[Exercise goal]:
When you reach the line in the data below that contains "[255, 159], one", please start repeating lines exactly, and stop after the line that contains "[18, 802], one", repeating nothing else.

(Listed entries Opens)

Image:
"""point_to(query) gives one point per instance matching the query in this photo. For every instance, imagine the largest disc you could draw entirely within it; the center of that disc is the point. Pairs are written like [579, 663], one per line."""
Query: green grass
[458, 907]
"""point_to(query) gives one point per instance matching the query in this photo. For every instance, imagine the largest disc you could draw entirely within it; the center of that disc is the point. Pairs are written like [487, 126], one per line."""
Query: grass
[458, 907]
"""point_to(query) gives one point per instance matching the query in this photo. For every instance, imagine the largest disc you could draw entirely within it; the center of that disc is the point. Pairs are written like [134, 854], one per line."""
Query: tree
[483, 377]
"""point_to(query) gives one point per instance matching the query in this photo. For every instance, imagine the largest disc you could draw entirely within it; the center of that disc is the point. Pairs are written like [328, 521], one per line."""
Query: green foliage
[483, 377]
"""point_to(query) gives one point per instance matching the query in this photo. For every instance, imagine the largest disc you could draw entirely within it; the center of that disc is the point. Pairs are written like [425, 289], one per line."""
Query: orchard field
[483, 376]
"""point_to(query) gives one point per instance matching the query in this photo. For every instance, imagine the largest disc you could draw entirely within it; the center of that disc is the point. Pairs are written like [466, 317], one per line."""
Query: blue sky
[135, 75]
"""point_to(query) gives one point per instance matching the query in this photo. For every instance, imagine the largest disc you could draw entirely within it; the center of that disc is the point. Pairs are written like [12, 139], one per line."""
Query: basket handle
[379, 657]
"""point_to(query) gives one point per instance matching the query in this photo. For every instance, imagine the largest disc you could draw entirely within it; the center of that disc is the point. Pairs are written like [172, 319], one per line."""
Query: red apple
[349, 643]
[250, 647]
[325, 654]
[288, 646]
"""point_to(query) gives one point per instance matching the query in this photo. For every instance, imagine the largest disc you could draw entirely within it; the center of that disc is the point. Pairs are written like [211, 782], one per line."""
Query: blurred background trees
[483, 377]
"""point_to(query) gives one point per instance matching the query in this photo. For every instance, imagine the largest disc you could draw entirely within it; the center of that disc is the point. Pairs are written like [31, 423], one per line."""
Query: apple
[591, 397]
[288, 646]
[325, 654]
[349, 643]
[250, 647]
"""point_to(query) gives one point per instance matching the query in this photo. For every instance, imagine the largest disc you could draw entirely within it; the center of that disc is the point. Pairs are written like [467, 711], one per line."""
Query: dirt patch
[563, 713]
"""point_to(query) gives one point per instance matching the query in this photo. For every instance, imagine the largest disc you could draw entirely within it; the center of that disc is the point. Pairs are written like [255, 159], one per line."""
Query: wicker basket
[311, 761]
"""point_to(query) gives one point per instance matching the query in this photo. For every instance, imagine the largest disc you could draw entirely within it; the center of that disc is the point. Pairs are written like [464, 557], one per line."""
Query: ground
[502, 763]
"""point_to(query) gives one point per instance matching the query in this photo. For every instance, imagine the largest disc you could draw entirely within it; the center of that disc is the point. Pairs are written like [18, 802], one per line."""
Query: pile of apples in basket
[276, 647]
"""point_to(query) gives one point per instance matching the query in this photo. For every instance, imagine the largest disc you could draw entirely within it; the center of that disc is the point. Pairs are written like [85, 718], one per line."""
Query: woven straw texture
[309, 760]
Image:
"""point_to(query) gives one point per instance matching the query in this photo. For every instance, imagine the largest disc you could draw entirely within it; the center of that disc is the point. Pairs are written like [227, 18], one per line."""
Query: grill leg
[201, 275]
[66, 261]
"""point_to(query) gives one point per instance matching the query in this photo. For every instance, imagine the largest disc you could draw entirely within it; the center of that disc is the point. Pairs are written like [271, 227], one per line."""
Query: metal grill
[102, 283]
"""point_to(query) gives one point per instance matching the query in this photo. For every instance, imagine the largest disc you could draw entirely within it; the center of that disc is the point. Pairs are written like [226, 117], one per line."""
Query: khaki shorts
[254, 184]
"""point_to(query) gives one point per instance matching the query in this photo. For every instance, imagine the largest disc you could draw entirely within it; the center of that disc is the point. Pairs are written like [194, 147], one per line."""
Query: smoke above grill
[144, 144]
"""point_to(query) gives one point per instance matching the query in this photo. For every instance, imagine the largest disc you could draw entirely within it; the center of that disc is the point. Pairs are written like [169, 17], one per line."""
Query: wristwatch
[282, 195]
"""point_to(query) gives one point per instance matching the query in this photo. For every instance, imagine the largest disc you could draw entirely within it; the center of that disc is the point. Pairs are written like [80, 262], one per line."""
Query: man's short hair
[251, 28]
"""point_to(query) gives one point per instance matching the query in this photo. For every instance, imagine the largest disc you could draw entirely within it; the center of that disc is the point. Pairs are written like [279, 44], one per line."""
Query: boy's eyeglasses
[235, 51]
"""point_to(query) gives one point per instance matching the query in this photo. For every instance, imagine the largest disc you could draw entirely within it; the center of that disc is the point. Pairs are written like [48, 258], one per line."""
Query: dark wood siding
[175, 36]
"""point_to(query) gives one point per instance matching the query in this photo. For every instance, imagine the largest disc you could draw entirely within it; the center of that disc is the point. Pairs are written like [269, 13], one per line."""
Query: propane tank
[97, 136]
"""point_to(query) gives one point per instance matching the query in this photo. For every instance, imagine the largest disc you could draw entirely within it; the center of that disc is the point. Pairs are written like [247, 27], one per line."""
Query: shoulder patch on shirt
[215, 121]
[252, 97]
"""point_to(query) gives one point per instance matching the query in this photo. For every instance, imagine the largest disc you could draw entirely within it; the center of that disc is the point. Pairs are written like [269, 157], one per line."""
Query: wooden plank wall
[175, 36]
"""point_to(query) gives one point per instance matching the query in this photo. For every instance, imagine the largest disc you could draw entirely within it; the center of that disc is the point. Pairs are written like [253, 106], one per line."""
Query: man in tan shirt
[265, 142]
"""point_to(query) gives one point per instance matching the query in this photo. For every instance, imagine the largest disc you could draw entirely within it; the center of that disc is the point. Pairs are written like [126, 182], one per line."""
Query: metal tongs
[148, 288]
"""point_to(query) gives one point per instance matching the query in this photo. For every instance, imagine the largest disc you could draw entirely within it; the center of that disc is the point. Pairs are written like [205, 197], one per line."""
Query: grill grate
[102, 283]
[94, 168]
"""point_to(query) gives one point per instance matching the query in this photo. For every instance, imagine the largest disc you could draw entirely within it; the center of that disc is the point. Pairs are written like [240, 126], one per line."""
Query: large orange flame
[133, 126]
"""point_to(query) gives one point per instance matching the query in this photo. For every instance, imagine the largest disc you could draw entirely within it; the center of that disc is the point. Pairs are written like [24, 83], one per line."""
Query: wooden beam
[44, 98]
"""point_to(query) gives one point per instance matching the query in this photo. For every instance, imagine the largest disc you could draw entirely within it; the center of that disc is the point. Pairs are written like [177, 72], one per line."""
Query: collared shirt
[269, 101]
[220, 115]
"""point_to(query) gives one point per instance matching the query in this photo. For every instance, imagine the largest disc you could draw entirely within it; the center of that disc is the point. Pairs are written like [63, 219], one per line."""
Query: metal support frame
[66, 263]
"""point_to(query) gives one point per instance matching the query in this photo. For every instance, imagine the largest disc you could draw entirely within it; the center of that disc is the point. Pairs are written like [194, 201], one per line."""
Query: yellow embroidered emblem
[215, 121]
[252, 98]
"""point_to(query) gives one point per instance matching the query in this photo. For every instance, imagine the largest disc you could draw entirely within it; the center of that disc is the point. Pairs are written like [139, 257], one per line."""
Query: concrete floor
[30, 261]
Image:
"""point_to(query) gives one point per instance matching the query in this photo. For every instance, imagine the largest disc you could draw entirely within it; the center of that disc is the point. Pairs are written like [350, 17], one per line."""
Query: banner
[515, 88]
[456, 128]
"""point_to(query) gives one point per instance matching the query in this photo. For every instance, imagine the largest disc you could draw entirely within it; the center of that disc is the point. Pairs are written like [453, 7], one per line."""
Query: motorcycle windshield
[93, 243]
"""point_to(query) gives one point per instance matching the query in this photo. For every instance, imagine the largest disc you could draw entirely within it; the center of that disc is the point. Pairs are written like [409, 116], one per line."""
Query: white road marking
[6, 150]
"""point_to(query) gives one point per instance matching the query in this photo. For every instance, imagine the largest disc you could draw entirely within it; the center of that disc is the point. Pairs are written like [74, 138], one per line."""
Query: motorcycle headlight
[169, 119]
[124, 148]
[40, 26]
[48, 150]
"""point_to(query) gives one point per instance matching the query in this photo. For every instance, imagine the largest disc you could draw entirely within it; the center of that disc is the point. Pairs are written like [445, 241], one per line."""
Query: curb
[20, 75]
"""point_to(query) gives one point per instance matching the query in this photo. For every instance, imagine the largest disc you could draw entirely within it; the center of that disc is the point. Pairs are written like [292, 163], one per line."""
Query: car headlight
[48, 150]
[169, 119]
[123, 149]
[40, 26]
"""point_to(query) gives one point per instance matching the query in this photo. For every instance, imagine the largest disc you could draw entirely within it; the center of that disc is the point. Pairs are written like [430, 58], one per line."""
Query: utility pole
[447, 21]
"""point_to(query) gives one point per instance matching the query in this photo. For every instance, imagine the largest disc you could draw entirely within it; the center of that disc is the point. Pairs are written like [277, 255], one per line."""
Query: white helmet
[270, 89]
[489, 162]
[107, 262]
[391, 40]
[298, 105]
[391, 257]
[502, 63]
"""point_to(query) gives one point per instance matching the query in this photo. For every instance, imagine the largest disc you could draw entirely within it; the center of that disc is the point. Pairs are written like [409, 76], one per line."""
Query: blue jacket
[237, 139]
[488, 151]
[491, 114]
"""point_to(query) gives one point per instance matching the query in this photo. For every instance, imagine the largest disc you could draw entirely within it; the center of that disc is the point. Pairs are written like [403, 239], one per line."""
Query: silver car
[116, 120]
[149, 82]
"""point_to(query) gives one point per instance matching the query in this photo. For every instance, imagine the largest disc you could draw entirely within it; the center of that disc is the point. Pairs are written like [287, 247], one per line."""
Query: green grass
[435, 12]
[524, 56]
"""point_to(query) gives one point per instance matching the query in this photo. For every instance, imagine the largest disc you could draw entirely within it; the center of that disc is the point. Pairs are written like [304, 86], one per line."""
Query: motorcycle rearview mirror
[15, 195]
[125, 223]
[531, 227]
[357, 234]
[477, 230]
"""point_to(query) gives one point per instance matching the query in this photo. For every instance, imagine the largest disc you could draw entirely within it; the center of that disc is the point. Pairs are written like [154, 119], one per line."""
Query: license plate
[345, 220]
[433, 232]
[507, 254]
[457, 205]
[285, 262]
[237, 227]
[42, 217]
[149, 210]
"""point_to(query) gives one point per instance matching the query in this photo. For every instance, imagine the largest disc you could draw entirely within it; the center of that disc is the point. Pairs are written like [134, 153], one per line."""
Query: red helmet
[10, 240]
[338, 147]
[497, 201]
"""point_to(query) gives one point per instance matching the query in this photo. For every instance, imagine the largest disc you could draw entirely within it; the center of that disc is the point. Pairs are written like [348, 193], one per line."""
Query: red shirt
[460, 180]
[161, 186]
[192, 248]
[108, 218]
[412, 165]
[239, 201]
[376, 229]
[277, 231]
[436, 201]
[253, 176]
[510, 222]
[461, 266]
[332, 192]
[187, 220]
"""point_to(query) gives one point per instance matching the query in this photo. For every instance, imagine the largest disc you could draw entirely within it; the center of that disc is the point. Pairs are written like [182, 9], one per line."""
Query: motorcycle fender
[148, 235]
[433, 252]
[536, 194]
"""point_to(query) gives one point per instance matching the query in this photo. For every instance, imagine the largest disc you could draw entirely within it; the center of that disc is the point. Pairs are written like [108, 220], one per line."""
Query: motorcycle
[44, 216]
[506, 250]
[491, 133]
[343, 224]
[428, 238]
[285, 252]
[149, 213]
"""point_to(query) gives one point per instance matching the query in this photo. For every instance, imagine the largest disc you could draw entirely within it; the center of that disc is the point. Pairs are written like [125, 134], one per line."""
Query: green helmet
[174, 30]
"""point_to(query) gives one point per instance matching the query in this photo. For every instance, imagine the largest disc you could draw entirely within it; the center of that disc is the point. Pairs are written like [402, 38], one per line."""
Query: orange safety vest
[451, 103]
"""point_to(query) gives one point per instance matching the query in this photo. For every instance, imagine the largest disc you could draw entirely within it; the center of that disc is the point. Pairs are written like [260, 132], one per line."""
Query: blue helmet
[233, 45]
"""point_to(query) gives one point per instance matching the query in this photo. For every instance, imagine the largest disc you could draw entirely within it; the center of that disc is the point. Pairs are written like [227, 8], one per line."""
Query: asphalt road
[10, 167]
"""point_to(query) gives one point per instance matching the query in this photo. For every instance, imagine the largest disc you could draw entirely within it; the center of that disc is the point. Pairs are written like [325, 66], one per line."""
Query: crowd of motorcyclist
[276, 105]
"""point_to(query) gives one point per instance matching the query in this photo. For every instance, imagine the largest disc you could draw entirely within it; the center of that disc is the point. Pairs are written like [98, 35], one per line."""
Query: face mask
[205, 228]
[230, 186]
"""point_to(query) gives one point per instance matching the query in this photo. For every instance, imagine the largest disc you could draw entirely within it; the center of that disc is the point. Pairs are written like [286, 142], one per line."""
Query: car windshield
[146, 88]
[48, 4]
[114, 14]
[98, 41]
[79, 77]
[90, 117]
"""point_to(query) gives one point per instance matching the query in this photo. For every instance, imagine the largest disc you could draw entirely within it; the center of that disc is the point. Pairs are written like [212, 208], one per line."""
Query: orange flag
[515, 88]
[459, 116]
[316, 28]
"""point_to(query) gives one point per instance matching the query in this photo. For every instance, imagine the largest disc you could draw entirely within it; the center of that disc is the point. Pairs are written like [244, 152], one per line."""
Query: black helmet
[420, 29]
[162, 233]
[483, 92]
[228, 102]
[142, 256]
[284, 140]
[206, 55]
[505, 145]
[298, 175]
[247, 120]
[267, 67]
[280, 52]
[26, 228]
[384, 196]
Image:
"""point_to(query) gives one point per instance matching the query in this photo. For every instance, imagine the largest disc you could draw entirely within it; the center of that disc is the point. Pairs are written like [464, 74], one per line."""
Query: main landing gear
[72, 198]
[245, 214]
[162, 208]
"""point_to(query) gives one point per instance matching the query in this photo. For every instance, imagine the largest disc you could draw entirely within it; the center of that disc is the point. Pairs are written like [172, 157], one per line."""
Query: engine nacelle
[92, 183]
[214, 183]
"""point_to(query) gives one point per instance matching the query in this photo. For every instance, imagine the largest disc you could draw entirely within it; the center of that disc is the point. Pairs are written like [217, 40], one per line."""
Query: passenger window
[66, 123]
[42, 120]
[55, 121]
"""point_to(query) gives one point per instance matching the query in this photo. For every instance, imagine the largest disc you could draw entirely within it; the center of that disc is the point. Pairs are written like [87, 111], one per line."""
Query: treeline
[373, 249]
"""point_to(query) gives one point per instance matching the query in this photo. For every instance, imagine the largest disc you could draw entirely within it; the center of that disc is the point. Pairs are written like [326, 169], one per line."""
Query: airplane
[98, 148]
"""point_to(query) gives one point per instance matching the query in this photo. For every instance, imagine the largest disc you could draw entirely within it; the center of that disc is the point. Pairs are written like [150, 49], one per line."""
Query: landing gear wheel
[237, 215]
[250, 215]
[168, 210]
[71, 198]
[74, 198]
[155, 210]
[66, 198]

(Listed entries Closes)

[Exercise answer]:
"""point_to(query) gives one point per instance matching the query in this photo. For every instance, imagine the largest disc you could draw entirely within it; the center of that disc is the point. Pairs are written like [255, 159], one per line."""
Query: wicker basket
[311, 761]
"""point_to(query) gives one point per instance matching the query in this photo. For every instance, imagine the largest disc you could draw entirely within it; the center of that disc is the point. Pairs are written like [464, 557], one per line."""
Query: ground
[502, 763]
"""point_to(query) gives one point per instance matching the query in this photo. For every instance, imagine the largest disc you could draw entirely within it; the center of that disc is the point. Pairs are written like [18, 802], one per line."""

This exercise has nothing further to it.